━━ Exercise text ━━

City of Akron v. Akron Center for Reproductive Health, 462 U.S. 416 (1983), was a case in which the United States Supreme Court affirmed its abortion rights jurisprudence. In a majority opinion by Lewis F. Powell Jr., the Court struck down several provisions of an abortion law of Akron, Ohio, including portions found to be unconstitutionally vague.

== Ruling ==

=== Hospital requirement ===
One provision of the statute required abortions after the first trimester to be performed in a hospital. The Court found that to be unconstitutional. The state has a compelling interest in regulating abortion after the first trimester, but accepted medical practice does not recommend for all second-trimester abortions to be performed in a hospital. The regulation imposed an unnecessary burden that has the effect of infringing upon the constitutional right to an abortion.

=== Prohibition on unmarried minors ===
Another provision stated that a physician may not perform an abortion on an unmarried minor under 15 years old without obtaining either consent from one of her parents or a judicial bypass.
The Court likewise struck down the provision, as the law and the Ohio courts provided no suitable mechanism for a minor to gain a judicial bypass, as the relevant laws and courts concerning juveniles did not mention abortion or establish the authority to determine the maturity or emancipation of a minor.

=== Information requirements ===
The statute also stated that before performing an abortion, the physician must inform the patient of the status of the pregnancy, stage of fetal development, expected date of viability, health risks of abortion, and the availability of adoption agencies and childbirth resources. The Court found the provision to be unconstitutional, as the script, ostensibly provided to ensure informed consent, was found to be geared towards influencing the patient to decide against an abortion.

━━━
━━ Dataset entries ━━

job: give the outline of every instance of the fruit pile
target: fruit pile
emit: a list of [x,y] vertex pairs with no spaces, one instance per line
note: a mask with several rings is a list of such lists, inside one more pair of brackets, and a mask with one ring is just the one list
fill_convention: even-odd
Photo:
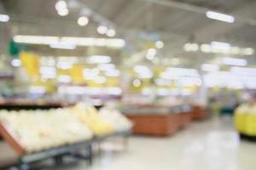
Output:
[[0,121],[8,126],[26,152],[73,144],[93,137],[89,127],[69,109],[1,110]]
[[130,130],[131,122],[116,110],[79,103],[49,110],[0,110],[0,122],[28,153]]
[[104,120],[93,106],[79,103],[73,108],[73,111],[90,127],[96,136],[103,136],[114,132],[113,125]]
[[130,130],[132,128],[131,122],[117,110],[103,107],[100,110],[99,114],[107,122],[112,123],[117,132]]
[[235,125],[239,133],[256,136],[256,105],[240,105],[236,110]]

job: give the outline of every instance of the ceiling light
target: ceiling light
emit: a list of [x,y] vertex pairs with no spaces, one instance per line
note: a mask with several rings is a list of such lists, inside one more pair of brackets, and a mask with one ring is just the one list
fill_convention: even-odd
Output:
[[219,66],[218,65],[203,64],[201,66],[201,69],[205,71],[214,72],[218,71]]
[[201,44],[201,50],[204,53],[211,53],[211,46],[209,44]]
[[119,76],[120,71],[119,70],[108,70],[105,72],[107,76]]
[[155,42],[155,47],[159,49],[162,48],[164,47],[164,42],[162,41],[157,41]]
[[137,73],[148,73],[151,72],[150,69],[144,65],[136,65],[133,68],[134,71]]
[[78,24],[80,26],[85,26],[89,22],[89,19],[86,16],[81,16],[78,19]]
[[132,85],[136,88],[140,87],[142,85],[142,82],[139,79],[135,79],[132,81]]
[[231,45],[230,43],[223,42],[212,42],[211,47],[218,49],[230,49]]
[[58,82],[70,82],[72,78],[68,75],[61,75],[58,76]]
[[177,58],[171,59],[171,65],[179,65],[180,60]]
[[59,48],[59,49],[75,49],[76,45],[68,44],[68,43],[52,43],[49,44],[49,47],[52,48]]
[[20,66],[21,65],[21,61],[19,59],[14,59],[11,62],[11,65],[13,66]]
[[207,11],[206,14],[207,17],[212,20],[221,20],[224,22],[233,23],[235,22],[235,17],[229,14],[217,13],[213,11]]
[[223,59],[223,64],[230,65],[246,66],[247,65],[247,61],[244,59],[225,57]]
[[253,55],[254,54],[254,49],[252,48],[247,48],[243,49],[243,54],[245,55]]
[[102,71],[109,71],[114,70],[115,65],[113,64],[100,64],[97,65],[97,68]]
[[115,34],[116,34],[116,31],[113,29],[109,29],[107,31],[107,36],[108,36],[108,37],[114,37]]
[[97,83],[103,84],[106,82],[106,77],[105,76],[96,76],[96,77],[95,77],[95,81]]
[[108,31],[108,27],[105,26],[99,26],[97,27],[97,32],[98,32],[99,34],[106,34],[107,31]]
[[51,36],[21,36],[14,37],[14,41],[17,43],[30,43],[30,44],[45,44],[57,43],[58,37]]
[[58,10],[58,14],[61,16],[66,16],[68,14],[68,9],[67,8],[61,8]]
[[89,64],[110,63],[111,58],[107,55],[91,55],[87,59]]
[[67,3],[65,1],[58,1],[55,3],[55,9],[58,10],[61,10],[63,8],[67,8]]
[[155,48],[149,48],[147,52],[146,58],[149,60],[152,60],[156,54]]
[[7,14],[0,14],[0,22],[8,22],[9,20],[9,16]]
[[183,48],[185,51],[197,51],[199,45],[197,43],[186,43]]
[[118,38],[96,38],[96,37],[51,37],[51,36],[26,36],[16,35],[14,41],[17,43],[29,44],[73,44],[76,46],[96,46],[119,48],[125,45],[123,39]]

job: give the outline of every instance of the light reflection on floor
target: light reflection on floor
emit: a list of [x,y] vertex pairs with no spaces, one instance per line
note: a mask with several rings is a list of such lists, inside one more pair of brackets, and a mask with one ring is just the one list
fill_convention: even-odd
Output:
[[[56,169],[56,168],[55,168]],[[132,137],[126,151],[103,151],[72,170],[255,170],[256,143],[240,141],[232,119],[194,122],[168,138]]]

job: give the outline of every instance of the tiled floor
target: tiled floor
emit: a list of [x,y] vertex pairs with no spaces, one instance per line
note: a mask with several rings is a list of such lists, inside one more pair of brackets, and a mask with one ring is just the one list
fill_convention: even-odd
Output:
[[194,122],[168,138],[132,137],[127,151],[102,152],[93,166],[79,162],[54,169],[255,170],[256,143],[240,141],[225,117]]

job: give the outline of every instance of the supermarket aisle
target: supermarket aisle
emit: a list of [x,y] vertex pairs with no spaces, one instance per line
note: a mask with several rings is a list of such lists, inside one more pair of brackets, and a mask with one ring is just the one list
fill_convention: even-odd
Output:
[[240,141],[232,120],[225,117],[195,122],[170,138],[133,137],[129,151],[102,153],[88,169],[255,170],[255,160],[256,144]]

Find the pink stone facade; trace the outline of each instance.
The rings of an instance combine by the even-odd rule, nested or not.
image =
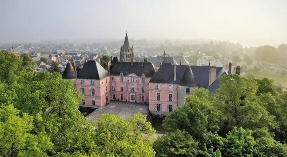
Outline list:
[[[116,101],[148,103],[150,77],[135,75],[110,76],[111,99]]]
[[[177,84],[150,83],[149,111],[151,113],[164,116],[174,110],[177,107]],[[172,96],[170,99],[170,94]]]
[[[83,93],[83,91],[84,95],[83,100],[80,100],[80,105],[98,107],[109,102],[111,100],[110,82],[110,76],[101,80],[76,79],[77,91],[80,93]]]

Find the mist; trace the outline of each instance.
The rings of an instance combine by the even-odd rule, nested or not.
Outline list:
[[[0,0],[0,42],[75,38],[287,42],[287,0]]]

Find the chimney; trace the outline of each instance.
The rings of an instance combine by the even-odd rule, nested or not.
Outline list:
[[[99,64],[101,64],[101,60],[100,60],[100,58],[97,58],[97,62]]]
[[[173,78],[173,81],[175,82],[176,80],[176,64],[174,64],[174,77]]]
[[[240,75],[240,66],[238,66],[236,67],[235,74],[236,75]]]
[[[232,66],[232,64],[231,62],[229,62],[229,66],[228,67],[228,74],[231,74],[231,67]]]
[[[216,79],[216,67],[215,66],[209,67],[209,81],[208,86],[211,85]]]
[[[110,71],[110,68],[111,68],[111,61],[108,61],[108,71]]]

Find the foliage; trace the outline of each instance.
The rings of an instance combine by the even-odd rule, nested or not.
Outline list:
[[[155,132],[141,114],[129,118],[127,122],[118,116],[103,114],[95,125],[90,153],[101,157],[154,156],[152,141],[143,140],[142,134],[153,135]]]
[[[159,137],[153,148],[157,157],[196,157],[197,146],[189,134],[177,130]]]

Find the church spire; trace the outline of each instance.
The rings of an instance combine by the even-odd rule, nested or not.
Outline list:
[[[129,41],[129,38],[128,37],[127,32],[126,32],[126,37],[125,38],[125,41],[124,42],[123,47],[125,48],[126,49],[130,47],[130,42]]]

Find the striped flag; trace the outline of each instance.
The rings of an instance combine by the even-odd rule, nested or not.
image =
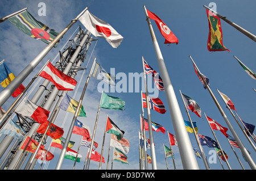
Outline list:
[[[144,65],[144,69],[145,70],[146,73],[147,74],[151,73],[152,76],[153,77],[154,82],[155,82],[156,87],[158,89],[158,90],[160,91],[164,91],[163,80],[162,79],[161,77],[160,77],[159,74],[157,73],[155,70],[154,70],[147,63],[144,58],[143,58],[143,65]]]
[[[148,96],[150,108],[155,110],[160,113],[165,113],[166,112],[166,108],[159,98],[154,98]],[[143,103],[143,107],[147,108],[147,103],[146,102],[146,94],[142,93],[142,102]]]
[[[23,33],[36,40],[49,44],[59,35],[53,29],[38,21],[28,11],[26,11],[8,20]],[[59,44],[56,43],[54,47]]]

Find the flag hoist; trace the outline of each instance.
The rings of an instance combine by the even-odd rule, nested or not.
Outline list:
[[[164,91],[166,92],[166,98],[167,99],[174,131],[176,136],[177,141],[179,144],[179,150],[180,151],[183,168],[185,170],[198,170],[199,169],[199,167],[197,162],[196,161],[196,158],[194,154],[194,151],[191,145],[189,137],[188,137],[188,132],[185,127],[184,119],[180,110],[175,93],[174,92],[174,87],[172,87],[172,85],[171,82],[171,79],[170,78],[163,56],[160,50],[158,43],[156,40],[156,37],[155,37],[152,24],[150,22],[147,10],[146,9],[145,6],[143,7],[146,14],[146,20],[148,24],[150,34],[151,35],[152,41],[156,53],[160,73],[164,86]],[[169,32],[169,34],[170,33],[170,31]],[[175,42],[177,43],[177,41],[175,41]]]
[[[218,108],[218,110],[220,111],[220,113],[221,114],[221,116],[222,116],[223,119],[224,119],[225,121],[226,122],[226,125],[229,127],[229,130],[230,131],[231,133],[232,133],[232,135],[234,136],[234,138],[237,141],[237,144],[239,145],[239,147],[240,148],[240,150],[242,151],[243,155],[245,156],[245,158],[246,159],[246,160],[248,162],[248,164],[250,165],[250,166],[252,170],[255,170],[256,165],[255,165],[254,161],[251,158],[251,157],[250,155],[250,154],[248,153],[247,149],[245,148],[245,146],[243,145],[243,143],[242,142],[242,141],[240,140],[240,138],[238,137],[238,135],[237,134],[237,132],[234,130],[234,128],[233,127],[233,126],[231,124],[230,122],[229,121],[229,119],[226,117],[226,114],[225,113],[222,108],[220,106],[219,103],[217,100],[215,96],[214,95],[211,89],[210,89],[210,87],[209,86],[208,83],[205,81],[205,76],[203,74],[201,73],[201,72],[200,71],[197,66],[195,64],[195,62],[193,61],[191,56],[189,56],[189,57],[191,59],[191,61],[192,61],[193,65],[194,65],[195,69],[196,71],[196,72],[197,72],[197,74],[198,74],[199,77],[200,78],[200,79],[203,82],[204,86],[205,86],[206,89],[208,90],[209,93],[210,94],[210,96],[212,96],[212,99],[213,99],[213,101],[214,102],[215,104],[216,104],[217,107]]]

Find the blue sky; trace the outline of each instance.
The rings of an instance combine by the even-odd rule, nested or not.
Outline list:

━━━

● Exercises:
a. Answer these questions from the text on the Akron abortion case:
(i) Who wrote the majority opinion?
(ii) Unmarried minors under what age needed parental consent or a judicial bypass?
(iii) Where did the statute require abortions after the first trimester to be performed?
b. Proceed with the text on the Akron abortion case, picking up after its final sentence.

● Exercise answers:
a.
(i) Lewis F. Powell Jr.
(ii) 15 years old
(iii) In a hospital

b.
The state may not attempt to influence the patient's choice between abortion and childbirth. The Ohio regulation extends the state's interest in informed consent beyond permissible limits, interfering with the discretion of the physician and placing unreasonable obstacles in his path.
- The requirement for doctors to tell patients that the fetus is "a human life from the moment of conception" also violates the provision in Roe v. Wade that "a State may not adopt one theory of when life begins to justify its regulation of abortions."
- The detailed description of the fetus that doctors are required to provide is speculative.
- The list of risks of abortion that the doctor is required to provide is "intended to suggest that abortion is a particularly dangerous procedure" and also overrides the physician's judgment, as he must tell his patient specific risks even if they do not apply to that patient.

=== 24-hour waiting period ===
Another provision mandated a 24-hour waiting period after the patient signs a consent form. The Court struck the provision down, as no state interest is served by the imposition of an "arbitrary and inflexible" waiting period.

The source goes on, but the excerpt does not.